> **Gestellte Aufgabe 1**
An welchem Tag reichte Frédéric Baldan laut dem Text über die Klage gegen Ursula von der Leyen seine Beschwerde ein?
> **Gestellte Aufgabe 2**
Setze bitte den Text über die Klage gegen Ursula von der Leyen im Anschluss an seinen letzten Satz fort.

> **Lesetext**
○ ○ ○ ○

Zwei Monate nach der Einreichung bei einem belgischen Gericht liegt die Klage eines belgischen Lobbyisten gegen die Präsidentin der Europäischen Kommission, Ursula von der Leyen, weiterhin bei der Europäischen Staatsanwaltschaft (EPPO).
Am 5. April reichte Frédéric Baldan, ein belgischer Lobbyist, bei einem Untersuchungsrichter in Lüttich (Belgien) eine Beschwerde gegen von der Leyen ein.

○ ○ ○ ○

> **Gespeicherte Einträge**
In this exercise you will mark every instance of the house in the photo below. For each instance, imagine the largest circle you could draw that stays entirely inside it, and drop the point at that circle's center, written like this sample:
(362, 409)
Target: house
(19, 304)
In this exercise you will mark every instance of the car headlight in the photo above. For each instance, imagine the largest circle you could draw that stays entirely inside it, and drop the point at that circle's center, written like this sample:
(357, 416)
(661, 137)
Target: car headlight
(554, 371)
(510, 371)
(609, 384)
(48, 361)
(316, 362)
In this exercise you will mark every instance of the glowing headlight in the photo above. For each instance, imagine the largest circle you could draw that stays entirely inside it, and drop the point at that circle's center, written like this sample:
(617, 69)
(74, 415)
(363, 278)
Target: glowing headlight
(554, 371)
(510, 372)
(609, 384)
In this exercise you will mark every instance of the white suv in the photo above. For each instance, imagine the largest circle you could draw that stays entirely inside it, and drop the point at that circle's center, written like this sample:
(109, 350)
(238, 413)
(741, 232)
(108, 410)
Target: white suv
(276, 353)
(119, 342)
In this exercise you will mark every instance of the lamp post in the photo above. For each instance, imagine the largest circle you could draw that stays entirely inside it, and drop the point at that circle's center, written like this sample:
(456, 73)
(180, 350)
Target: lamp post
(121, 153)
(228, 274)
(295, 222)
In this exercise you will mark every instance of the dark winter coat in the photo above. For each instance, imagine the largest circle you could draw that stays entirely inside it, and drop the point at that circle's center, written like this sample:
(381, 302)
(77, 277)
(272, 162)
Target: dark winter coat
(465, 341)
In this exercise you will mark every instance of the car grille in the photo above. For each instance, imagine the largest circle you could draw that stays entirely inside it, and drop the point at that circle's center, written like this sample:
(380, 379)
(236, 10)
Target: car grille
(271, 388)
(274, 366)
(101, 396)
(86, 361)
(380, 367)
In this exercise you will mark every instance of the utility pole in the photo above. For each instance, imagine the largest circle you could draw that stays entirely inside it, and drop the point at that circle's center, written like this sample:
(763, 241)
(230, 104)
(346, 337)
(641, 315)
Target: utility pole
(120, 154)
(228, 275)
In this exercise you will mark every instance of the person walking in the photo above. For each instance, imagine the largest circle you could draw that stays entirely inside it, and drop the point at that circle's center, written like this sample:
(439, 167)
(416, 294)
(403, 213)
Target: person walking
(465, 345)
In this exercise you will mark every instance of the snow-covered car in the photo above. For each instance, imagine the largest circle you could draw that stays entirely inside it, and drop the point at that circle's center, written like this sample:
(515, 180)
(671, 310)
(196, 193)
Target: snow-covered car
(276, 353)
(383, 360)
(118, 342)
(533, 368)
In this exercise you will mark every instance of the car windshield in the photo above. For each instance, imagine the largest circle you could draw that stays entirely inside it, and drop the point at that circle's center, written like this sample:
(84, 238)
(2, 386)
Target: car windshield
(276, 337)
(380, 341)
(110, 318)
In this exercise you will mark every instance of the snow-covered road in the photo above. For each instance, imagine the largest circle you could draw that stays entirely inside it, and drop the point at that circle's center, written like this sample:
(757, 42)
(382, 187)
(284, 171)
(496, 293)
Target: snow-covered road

○ ○ ○ ○

> **Schriftliche Antwort 1**
Am 5. April.

> **Schriftliche Antwort 2**
Dabei geht es um den Austausch von Textnachrichten zwischen Pfizer-Chef Albert Bourla und von der Leyen. Baldan beschuldigt sie der Übertretung ihrer Befugnisse, der „Vernichtung öffentlicher Dokumente“ und der „illegalen Interessenwahrnehmung und Korruption.“
Dem Lobbyisten zufolge hat von der Leyen während der COVID-19-Pandemie bei der Aushandlung von Impfstoffverträgen außerhalb der EU-Verträge und jenseits ihres Mandats im Namen der Mitgliedsstaaten, einschließlich Belgiens, gehandelt. Er verweist insbesondere auf einen Mega-Vertrag, der per SMS mit Pfizer-Chef Albert Bourla ausgehandelt wurde.
In Bezug auf die umstrittenen Textnachrichten, die bereits vom Europäischen Bürgerbeauftragten und dem Europäischen Rechnungshof – vergeblich – angefordert wurden, argumentiert Baldan, dass, wenn von der Leyen sie löscht, dies der Vernichtung von Verwaltungsdokumenten gleichkäme.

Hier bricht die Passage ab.